Home / Misioner

Rabu, 6 November 2024 - 14:55 WIB

Raih Master, Pdt. Sulistiyati Solfina Ungkap Peran “Religious Coping…”

Pdt.Sulistiyati Solfina, S.Th, M.Si: Ada korelasi agama dengan kesehatan.

Pdt.Sulistiyati Solfina, S.Th, M.Si: Ada korelasi agama dengan kesehatan.

BANDUNG, Arcus GPIB Gereja, majelis jemaat dan komisi kedukaan atau diakonia diharapkan meningkatkan kompetensi dan keterampilan yang didasarkan pada belas kasih dan empati dalam memberikan pelayanan atau dukungan kepada jemaat yang berduka.

Harapan itu disampaikan Pendeta Sulistiyati Solfina, S.Th, M.Si dalam tesisnya  berjudul “Peran Religious Coping dan Social Support terhadap Bereavement (Penelitian pada Jemaat Berduka di GPIB Kota Bandung)”.

Meraih Cumlaude pada Program Studi Magister Psikologi Sains, fokus studi: Keluarga dan Perkawinan.

Hasil penelitian Program Studi yang diselesaikan 4 semester tahun 2022-2024  di Universitas Maranatha Bandung menyebutkan, dalam mengatasi kedukaan, perlunya meningkatkan positive religious coping dengan tetap beriman bahwa Tuhan senantiasa bersama-sama dan menguatkan, merawat hubungan sosial dengan keluarga, sahabat, teman dan persekutuan/gereja.

Menurut Pendeta Sulistiyati yang meraih Cum Laude yang akrab disapa Lilis ini, salah satu cara mengatasi kedukaan adalah dengan mengandalkan keyakinan agama. Praktik dan kepercayaan agama dapat menjadi salah satu faktor yang membantu individu yang berduka dalam menyesuaikan diri dengan kehilangan yang mereka alami.

Pendeta GPIB ini mengatakan,  ada korelasi positif antara agama dengan kesehatan mental dan fisik. Orang beragama terbukti lebih lama hidup serta mempunyai kehidupan lebih sehat.

Peneltian yang dilakukan oleh Koenig et al (1988) menyebutkan bahwa keyakinan akan agama dapat melindungi orang dari penyakit kardiovaskular, menurunkan depresi dan disforia, meningkatkan semangat dan harga diri.

Orang yang berduka yang menaati norma agama mengenai perilaku kesehatan dan gaya hidup dapat terlindungi dari timbulnya masalah kesehatan setelah kematian orang yang dicintai.

Tujuan Latihan:
Jawab pertanyaan berikut berdasarkan teks tentang tesis Pendeta Sulistiyati Solfina:
1. Di universitas mana program studinya diselesaikan?
2. Apa fokus studi pada Program Studi Magister Psikologi Sains yang ditempuhnya?
3. Siapa peneliti yang disebut menemukan bahwa keyakinan agama dapat melindungi orang dari penyakit kardiovaskular, dan tahun berapa penelitian itu?
Data sesudah teks ini tidak perlu dipakai.

Cuplikan Data:

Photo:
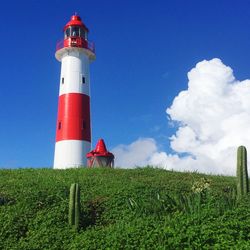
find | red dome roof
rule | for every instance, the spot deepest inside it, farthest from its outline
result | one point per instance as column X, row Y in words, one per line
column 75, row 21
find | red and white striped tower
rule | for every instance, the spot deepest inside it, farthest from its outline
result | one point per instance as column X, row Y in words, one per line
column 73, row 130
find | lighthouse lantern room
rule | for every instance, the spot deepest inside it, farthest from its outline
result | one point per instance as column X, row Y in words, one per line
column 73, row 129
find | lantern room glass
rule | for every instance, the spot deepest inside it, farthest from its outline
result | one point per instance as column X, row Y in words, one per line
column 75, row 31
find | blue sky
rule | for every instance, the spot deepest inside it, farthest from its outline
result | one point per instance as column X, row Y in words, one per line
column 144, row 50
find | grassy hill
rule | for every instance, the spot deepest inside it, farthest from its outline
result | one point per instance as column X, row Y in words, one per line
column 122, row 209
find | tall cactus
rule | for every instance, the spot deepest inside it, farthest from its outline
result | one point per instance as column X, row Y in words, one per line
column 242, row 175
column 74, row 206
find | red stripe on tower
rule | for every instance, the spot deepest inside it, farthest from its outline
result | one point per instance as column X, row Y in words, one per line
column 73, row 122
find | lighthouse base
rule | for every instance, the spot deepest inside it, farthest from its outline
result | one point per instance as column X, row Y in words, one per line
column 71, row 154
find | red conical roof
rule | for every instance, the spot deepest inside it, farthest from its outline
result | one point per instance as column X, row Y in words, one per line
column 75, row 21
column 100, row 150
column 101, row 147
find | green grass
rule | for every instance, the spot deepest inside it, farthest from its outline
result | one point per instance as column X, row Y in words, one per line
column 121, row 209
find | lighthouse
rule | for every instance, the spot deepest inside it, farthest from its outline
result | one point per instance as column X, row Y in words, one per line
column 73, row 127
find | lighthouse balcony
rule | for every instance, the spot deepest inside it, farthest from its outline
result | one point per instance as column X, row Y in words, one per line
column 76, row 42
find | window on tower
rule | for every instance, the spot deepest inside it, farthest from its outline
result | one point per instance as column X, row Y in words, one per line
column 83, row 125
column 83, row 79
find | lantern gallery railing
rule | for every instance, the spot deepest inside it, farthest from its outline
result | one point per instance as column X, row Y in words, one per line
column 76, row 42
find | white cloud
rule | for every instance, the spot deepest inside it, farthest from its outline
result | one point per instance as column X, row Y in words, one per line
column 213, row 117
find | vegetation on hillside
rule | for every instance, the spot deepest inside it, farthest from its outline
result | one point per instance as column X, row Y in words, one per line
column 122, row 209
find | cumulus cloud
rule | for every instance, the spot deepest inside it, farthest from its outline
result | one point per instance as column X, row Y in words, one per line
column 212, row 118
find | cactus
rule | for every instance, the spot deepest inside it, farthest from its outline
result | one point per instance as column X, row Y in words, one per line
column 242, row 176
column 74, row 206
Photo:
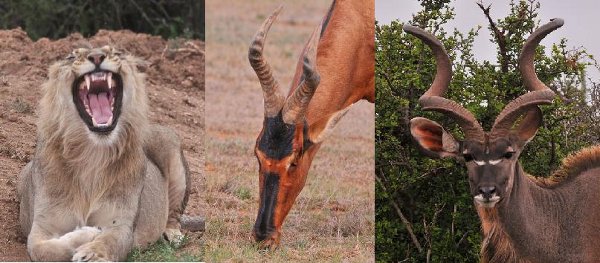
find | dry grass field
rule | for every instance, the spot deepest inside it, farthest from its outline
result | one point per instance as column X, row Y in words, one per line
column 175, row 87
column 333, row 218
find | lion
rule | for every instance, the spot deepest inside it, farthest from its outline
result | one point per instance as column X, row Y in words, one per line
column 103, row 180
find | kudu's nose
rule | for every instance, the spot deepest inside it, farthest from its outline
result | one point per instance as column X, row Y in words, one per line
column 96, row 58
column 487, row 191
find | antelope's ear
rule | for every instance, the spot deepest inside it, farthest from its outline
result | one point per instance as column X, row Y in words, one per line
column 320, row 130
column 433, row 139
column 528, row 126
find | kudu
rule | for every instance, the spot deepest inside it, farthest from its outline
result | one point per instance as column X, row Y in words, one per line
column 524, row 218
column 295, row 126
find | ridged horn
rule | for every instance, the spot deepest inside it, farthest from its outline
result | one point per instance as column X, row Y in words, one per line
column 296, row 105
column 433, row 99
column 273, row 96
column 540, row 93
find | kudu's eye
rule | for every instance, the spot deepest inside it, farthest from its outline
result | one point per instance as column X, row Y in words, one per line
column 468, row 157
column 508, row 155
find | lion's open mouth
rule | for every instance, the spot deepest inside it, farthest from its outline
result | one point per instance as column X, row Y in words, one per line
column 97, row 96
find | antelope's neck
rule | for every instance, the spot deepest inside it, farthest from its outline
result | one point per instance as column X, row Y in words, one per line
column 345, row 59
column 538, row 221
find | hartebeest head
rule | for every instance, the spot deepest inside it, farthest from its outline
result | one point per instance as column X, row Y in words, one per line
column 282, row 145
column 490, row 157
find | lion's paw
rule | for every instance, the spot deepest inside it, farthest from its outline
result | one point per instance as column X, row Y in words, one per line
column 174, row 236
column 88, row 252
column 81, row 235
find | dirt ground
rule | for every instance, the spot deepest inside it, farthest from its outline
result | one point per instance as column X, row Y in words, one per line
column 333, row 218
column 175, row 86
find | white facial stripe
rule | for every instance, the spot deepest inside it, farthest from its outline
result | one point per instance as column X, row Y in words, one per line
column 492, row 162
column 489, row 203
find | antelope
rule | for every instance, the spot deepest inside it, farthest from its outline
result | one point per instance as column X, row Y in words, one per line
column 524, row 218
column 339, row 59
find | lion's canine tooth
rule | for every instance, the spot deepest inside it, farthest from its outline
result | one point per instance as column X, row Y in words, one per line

Jawaban Tugas:
1. Universitas Maranatha Bandung.
2. Keluarga dan Perkawinan.
3. Koenig et al, tahun 1988.